■ Ausgewählter Text ■
────────────────

Mal ne ganz andere Frage:
Wieso willst du eigentlich von den 1&1 Mailservern weg? Was bringt dir dein eigener Mail Server für einen Vorteil?

Wenn es die um die Flexibilität geht und vielleicht sogar Multi Domain hosting mit Virenscanner und Spamerkennung, dann geht das weit über Grundwissen hinaus.
Für den Anfang würd ich dir empfehlen eine virtuelle Maschine auf deinem PC zuhause aufzusetzen und dann mal die Möglichkeiten auszutesten. 

Es gibt soviele gute Mail-/Postfix HowTos im Netz. Manche sogar mit ner Art Schritt für Schritt Anleitung und ich habe das Gefühl du hast noch keines gelesen.

Auf http://www.postfix.org/docs.html findest du Links zu einer Menge verschiedener Anleitungen, wenn du lieber was deutsches willst, dann befrage mal Google nach "postfix howto". Ich verstehe das nicht jede Anleitung für jeden das Richtige ist, aber eine dieser sollte schon passen.

Ich beantworte dir dann gerne spezielle Fragen zur Konfiguration, aber ich habe keine Lust ein neues HowTo bzw Tutorial für das Thema zu schreiben.


----------



## Kreuzkauz (21. April 2008)

Hallo!

Ich möchte deshalb einen eigenen Mailserver haben, weil ich einen Kunden habe der einen Mailserver mit Postfix betreibt und den ich später betreuen soll, wenn alles gut geht.

Ich habe hier jede Menge Blockschaltbilder mit *MUA*, *MTA*, *MDA* usw.

────────────────

(Gesammelte Dateneinträge)
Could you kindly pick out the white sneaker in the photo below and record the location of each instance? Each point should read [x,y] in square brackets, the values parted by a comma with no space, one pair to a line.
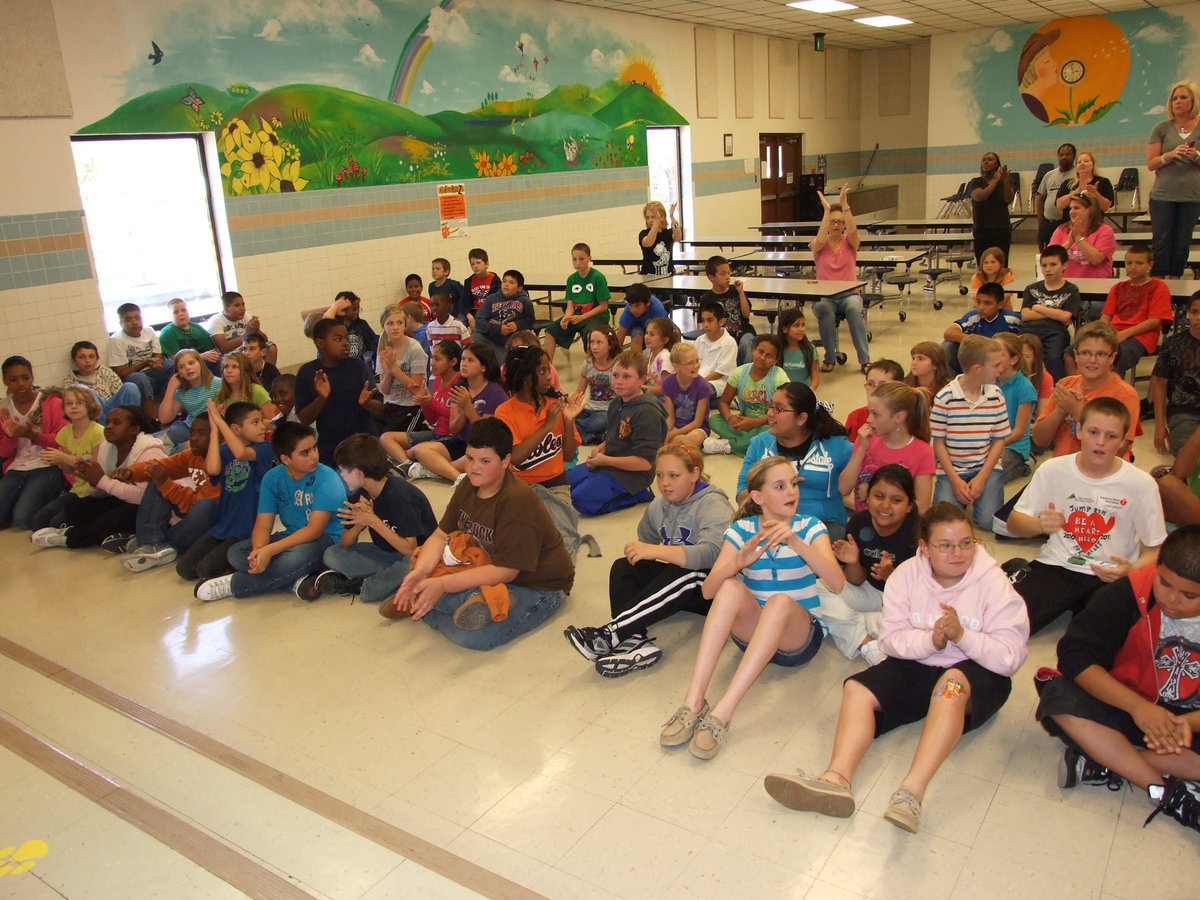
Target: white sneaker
[215,588]
[417,471]
[148,557]
[51,537]
[714,447]
[871,653]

────────────────

■ Ziel ■
Schreibe den Forenthread zum eigenen Postfix-Mailserver im Anschluss an seinen letzten Satz weiter.

■ Antwort ■
HowTo´s brauch keiner für mich Schreiben. In den meisten HowTo´s steht wie man seine Post vom ISP abholt. Ich bin aber selber der ISP. Mit dem Thema Mailserver und co. beschäftige ich mich schon seit Tagen. Zwischen unseren Beiträgen hier, schaue ich mir HowTo´s an.Ich habe es auch schon geschafft E-Mails zu versenden. Empfang ist aber nicht möglich.

Darf ich hier mal ein paar Teile aus der *main.cf *zeigen, die ich nicht so genau verstehe?

Soll ich bei *mynetworks* meine feste IP mit Port und IP vom localhost eintragen? 


Thomas


----------



## olqs (23. April 2008)

Jetzt wirds konkreter  Genau das meint ich mit meinem letzten Post.

Bei allgemeinen Fragen ist leider nur allgemeine Antwort möglich.

Unter mynetworks würd ich 127.0.0.0/8 und deine offizielle IP eintragen. Meistens wird Postfix so konfiguriert, dass alle Hosts aus mynetworks den Server als Relay nutzen dürfen, also sollte es möglichst restriktiv gesetzt sein.


----------



## Kreuzkauz (24. April 2008)

Hallo,

ich habe *smtp.1und1.de* als relayhost in der *main.cf *eingetragen. Das Versenden von E-Mail klappt prima. Der Empfang ist immer noch nicht möglich. Wenn ich eine E-Mail zu meinem Server-Postfach schicke, dann kommt sie zurück mit der Fehlermeldung 550.

Könnte der Fehler in der Konfiguration der Datei *main.cf *liegen?

Wenn ich fetchmail ausführe, dann steht immer *keine* Mail für max.


Thomas


----------



## olqs (24. April 2008)

fetchmail brauchst du hier nicht. Das frägt nur bei pop Postfächern die Mails ab und wird hier nicht benötigt.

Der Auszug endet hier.